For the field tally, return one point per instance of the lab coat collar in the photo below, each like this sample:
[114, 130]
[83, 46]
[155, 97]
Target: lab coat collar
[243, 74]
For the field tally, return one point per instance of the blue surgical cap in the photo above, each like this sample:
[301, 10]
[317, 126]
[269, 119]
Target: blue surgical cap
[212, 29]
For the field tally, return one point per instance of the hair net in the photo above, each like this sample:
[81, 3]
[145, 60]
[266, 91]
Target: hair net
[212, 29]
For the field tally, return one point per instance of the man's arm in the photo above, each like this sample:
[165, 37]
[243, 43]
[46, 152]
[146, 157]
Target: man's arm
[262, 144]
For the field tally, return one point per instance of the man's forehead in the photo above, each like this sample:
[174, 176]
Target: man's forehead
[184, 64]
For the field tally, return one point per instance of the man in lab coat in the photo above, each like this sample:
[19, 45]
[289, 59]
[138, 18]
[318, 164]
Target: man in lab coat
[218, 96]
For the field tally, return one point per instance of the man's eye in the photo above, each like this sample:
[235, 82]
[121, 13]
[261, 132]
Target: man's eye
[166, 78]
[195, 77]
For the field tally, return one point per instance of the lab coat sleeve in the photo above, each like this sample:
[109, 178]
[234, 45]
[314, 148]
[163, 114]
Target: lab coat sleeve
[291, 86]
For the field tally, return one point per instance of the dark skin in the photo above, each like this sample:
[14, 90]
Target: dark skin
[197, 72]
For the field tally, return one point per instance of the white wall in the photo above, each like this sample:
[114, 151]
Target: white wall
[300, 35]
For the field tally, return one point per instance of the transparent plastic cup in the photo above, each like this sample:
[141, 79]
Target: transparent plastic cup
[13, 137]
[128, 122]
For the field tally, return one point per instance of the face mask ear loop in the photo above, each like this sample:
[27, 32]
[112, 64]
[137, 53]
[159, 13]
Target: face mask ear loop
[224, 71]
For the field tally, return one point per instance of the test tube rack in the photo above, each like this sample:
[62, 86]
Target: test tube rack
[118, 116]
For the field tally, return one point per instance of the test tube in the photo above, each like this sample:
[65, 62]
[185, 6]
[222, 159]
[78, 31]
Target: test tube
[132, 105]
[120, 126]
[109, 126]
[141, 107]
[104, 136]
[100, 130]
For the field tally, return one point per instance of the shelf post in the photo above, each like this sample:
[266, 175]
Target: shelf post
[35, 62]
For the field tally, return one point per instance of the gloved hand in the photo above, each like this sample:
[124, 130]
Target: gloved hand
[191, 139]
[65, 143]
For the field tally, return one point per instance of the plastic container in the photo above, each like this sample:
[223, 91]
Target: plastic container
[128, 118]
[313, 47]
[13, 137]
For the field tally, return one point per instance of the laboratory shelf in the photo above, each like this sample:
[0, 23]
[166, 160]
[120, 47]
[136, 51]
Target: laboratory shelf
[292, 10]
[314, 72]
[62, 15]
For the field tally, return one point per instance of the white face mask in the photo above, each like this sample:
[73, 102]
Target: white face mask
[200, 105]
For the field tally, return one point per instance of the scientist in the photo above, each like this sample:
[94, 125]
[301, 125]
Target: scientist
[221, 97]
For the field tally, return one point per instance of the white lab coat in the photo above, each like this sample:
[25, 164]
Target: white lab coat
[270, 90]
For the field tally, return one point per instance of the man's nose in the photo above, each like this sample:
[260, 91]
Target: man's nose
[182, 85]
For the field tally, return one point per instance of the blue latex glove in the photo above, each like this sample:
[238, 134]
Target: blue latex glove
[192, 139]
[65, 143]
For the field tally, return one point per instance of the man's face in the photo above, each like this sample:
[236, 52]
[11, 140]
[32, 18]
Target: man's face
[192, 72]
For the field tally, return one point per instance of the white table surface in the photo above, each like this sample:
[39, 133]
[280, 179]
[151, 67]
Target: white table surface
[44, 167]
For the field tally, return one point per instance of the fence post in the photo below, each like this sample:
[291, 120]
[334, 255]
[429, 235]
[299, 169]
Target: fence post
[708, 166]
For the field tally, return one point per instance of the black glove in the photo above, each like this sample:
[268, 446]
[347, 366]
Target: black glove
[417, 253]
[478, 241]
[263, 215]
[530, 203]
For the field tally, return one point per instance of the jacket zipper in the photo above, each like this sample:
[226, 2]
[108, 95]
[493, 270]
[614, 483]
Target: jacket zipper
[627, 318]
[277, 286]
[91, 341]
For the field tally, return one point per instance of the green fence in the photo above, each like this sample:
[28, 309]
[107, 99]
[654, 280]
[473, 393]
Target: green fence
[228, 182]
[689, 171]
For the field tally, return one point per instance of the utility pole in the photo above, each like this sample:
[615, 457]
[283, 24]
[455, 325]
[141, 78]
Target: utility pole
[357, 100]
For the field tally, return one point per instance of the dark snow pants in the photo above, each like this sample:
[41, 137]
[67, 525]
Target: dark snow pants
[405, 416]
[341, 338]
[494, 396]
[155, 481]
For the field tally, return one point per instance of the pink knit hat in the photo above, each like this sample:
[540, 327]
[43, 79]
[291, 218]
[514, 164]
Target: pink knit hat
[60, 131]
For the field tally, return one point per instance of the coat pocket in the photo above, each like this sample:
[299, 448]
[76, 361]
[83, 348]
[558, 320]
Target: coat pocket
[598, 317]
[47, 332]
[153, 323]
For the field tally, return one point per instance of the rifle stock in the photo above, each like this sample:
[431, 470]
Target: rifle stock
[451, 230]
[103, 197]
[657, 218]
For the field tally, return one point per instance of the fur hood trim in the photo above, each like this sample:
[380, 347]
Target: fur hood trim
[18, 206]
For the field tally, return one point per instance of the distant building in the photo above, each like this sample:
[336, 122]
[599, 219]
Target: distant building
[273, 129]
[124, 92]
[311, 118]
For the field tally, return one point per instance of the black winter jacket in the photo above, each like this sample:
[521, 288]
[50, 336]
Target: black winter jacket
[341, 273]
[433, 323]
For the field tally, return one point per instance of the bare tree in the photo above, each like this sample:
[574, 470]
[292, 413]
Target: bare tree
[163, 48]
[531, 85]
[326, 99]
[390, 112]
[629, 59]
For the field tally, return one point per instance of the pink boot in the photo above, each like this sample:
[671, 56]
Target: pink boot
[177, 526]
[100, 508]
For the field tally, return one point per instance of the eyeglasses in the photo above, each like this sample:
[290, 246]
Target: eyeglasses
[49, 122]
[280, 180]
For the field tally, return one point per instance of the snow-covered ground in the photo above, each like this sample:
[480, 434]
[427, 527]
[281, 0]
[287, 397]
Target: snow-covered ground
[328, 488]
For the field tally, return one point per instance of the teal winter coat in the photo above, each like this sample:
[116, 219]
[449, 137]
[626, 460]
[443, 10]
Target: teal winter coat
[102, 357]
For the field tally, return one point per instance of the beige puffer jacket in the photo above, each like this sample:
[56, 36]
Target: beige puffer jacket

▶ [Problem to solve]
Render the lines above as a Markdown table with the columns Row and Line, numbering each row and leaving out any blank lines.

▶ [Expected output]
| Row | Line |
|---|---|
| 1 | For the field tally, return one point per instance of the lab coat collar in the photo below, each like this sample: |
| 2 | [114, 130] |
| 3 | [83, 46] |
| 4 | [155, 97] |
| 5 | Target: lab coat collar |
| 6 | [243, 74] |
| 7 | For the field tally, return one point per instance of the blue surgical cap in the photo above, each like this sample: |
| 8 | [301, 10] |
| 9 | [317, 126] |
| 10 | [269, 119] |
| 11 | Target: blue surgical cap |
| 12 | [212, 29] |
| 13 | For the field tally, return one point per instance of the hair net in the photo above, each like this sample: |
| 14 | [81, 3] |
| 15 | [145, 60] |
| 16 | [266, 91] |
| 17 | Target: hair net |
| 18 | [212, 29] |
| 19 | For the field tally, return one point per instance of the man's arm in the photo above, each like this sample: |
| 20 | [165, 37] |
| 21 | [243, 43] |
| 22 | [46, 152] |
| 23 | [146, 157] |
| 24 | Target: man's arm |
| 25 | [262, 144] |
| 26 | For the field tally, return one point per instance of the man's forehead in the photo above, each like this sample: |
| 27 | [174, 176] |
| 28 | Target: man's forehead |
| 29 | [184, 64] |
| 30 | For the field tally, return one point per instance of the man in lab coat in the photo above, each like this sample: |
| 31 | [19, 45] |
| 32 | [289, 59] |
| 33 | [138, 18] |
| 34 | [318, 164] |
| 35 | Target: man in lab coat |
| 36 | [218, 96] |
| 37 | For the field tally, return one point per instance of the man's eye in the photo above, each like this sample: |
| 38 | [235, 82] |
| 39 | [121, 13] |
| 40 | [261, 132] |
| 41 | Target: man's eye |
| 42 | [166, 78] |
| 43 | [195, 77] |
| 44 | For the field tally, return one point per instance of the lab coat sleeve in the photo above, each like this sample: |
| 45 | [109, 178] |
| 46 | [234, 45] |
| 47 | [314, 148] |
| 48 | [163, 114] |
| 49 | Target: lab coat sleeve |
| 50 | [291, 86] |
| 51 | For the field tally, return one point per instance of the dark skin in the photo above, each like this sample: |
| 52 | [14, 90] |
| 53 | Target: dark skin |
| 54 | [197, 72] |
| 55 | For the field tally, return one point per instance of the white wall in the photo above, each like this sample: |
| 56 | [114, 151] |
| 57 | Target: white wall |
| 58 | [300, 35] |
| 59 | For the field tally, return one point per instance of the transparent plastic cup in the photo above, each like this sample: |
| 60 | [141, 79] |
| 61 | Target: transparent plastic cup |
| 62 | [13, 137] |
| 63 | [128, 122] |
| 64 | For the field tally, return one point per instance of the face mask ear loop in the photo above, each like this sample: |
| 65 | [27, 32] |
| 66 | [112, 64] |
| 67 | [137, 53] |
| 68 | [159, 13] |
| 69 | Target: face mask ear loop |
| 70 | [224, 71] |
| 71 | For the field tally, return one point per instance of the test tube rack in the photo above, each like this sample: |
| 72 | [62, 86] |
| 73 | Target: test tube rack |
| 74 | [118, 116] |
| 75 | For the field tally, return one point per instance of the test tube in the photo above, each like this sample: |
| 76 | [65, 62] |
| 77 | [185, 6] |
| 78 | [222, 159] |
| 79 | [78, 31] |
| 80 | Target: test tube |
| 81 | [132, 105] |
| 82 | [120, 126] |
| 83 | [109, 126] |
| 84 | [141, 107] |
| 85 | [104, 136] |
| 86 | [100, 130] |
| 87 | For the field tally, return one point per instance of the shelf post in the photo above, each like this sample: |
| 88 | [266, 175] |
| 89 | Target: shelf post |
| 90 | [35, 62] |
| 91 | For the field tally, return one point per instance of the gloved hand in the photo above, each like this sample: |
| 92 | [124, 130] |
| 93 | Target: gloved hand |
| 94 | [191, 139] |
| 95 | [65, 143] |
| 96 | For the field tally, return one point per instance of the plastic container in the photo above, each like this sample: |
| 97 | [223, 91] |
| 98 | Target: plastic container |
| 99 | [128, 118] |
| 100 | [313, 47] |
| 101 | [13, 137] |
| 102 | For the field tally, return one point per instance of the laboratory shelf in the photo above, each like this sample: |
| 103 | [0, 23] |
| 104 | [166, 160] |
| 105 | [120, 47] |
| 106 | [136, 51] |
| 107 | Target: laboratory shelf |
| 108 | [292, 10] |
| 109 | [314, 72] |
| 110 | [62, 15] |
| 111 | For the field tally, return one point per instance of the white face mask in the photo above, each like this sample: |
| 112 | [73, 102] |
| 113 | Target: white face mask |
| 114 | [200, 105] |
| 115 | For the field tally, return one point per instance of the scientist in the photo above, each like this sample: |
| 116 | [94, 125] |
| 117 | [301, 125] |
| 118 | Target: scientist |
| 119 | [221, 97] |
| 120 | For the field tally, return one point per instance of the white lab coat in the photo above, each like this sample: |
| 121 | [25, 164] |
| 122 | Target: white lab coat |
| 123 | [270, 90] |
| 124 | For the field tally, return one point per instance of the man's nose in the photo above, each like this sample: |
| 125 | [260, 91] |
| 126 | Target: man's nose |
| 127 | [182, 85] |
| 128 | For the field tally, return one point per instance of the blue latex glove in the photo above, each like this sample: |
| 129 | [238, 134] |
| 130 | Target: blue latex glove |
| 131 | [192, 139] |
| 132 | [65, 143] |
| 133 | For the field tally, return one point per instance of the man's face in the photo above, each like this sample: |
| 134 | [236, 52] |
| 135 | [11, 140] |
| 136 | [32, 18] |
| 137 | Target: man's face |
| 138 | [192, 72] |
| 139 | For the field tally, return one point per instance of the white table surface in the photo above, each like this sample: |
| 140 | [39, 133] |
| 141 | [280, 179] |
| 142 | [151, 67] |
| 143 | Target: white table surface |
| 144 | [44, 167] |
| 145 | For the field tally, return one point per instance of the fence post in the photo below, each like this sample: |
| 146 | [291, 120] |
| 147 | [334, 255] |
| 148 | [429, 235] |
| 149 | [299, 169] |
| 150 | Target: fence post |
| 151 | [708, 166] |
| 152 | For the field tally, return one point per instance of the black glove in the photo above, each like this sample: |
| 153 | [268, 446] |
| 154 | [347, 366] |
| 155 | Target: black glove |
| 156 | [417, 253] |
| 157 | [478, 241] |
| 158 | [263, 215] |
| 159 | [530, 203] |
| 160 | For the field tally, return one point per instance of the jacket zipper in the photo above, each like this sample: |
| 161 | [226, 2] |
| 162 | [108, 95] |
| 163 | [493, 270] |
| 164 | [614, 483] |
| 165 | Target: jacket zipper |
| 166 | [627, 318] |
| 167 | [277, 286] |
| 168 | [91, 341] |
| 169 | For the field tally, return one point per instance of the green fence in the photo above, each like this sample: |
| 170 | [28, 309] |
| 171 | [107, 99] |
| 172 | [654, 280] |
| 173 | [473, 393] |
| 174 | Target: green fence |
| 175 | [228, 182] |
| 176 | [689, 171] |
| 177 | For the field tally, return one point per instance of the utility pole in the photo above, each like this sample: |
| 178 | [615, 457] |
| 179 | [283, 24] |
| 180 | [455, 325] |
| 181 | [141, 78] |
| 182 | Target: utility pole |
| 183 | [357, 100] |
| 184 | For the field tally, return one point per instance of the dark snow pants in the photo above, each like this sample: |
| 185 | [41, 137] |
| 186 | [67, 525] |
| 187 | Target: dark snow pants |
| 188 | [405, 416] |
| 189 | [341, 338] |
| 190 | [494, 396] |
| 191 | [155, 481] |
| 192 | For the field tally, return one point per instance of the pink knit hat in the photo above, each like this sample: |
| 193 | [540, 327] |
| 194 | [43, 79] |
| 195 | [291, 218] |
| 196 | [514, 164] |
| 197 | Target: pink knit hat |
| 198 | [60, 131] |
| 199 | For the field tally, return one point per instance of the coat pocket in the photo above, each like this sample: |
| 200 | [299, 448] |
| 201 | [76, 361] |
| 202 | [83, 348] |
| 203 | [558, 320] |
| 204 | Target: coat pocket |
| 205 | [598, 317] |
| 206 | [47, 332] |
| 207 | [153, 323] |
| 208 | For the field tally, return one point per instance of the rifle stock in the photo above, each like this sample: |
| 209 | [431, 470] |
| 210 | Target: rifle stock |
| 211 | [451, 230] |
| 212 | [103, 197] |
| 213 | [657, 218] |
| 214 | For the field tally, return one point per instance of the fur hood trim in the photo above, each like this sample: |
| 215 | [380, 347] |
| 216 | Target: fur hood trim |
| 217 | [18, 206] |
| 218 | For the field tally, return one point per instance of the distant building in the photo above, each like this sample: |
| 219 | [336, 122] |
| 220 | [599, 219] |
| 221 | Target: distant building |
| 222 | [273, 129] |
| 223 | [124, 92] |
| 224 | [311, 118] |
| 225 | For the field tally, return one point per instance of the black winter jacket in the photo above, each like this sample: |
| 226 | [521, 288] |
| 227 | [50, 336] |
| 228 | Target: black winter jacket |
| 229 | [341, 273] |
| 230 | [433, 323] |
| 231 | For the field tally, return one point per instance of the bare tree in the photo above, each like this sample: |
| 232 | [574, 470] |
| 233 | [292, 413] |
| 234 | Target: bare tree |
| 235 | [163, 48] |
| 236 | [531, 85] |
| 237 | [326, 99] |
| 238 | [390, 112] |
| 239 | [629, 59] |
| 240 | For the field tally, return one point per instance of the pink boot in the photo above, each like this sample: |
| 241 | [671, 56] |
| 242 | Target: pink boot |
| 243 | [177, 526] |
| 244 | [100, 508] |
| 245 | For the field tally, return one point per instance of the eyeglasses in the photo above, each like this sample: |
| 246 | [290, 246] |
| 247 | Target: eyeglasses |
| 248 | [49, 122] |
| 249 | [280, 180] |
| 250 | For the field tally, return one point per instance of the snow-covered ground in the photo above, each like this sample: |
| 251 | [480, 434] |
| 252 | [427, 527] |
| 253 | [281, 0] |
| 254 | [287, 397] |
| 255 | Target: snow-covered ground |
| 256 | [328, 488] |
| 257 | For the field tally, return one point per instance of the teal winter coat in the photo above, each like this sample: |
| 258 | [116, 219] |
| 259 | [449, 137] |
| 260 | [626, 460] |
| 261 | [443, 10] |
| 262 | Target: teal winter coat |
| 263 | [102, 357] |
| 264 | For the field tally, return one point per instance of the beige puffer jacket in the photo above, each like this sample: |
| 265 | [56, 36] |
| 266 | Target: beige puffer jacket |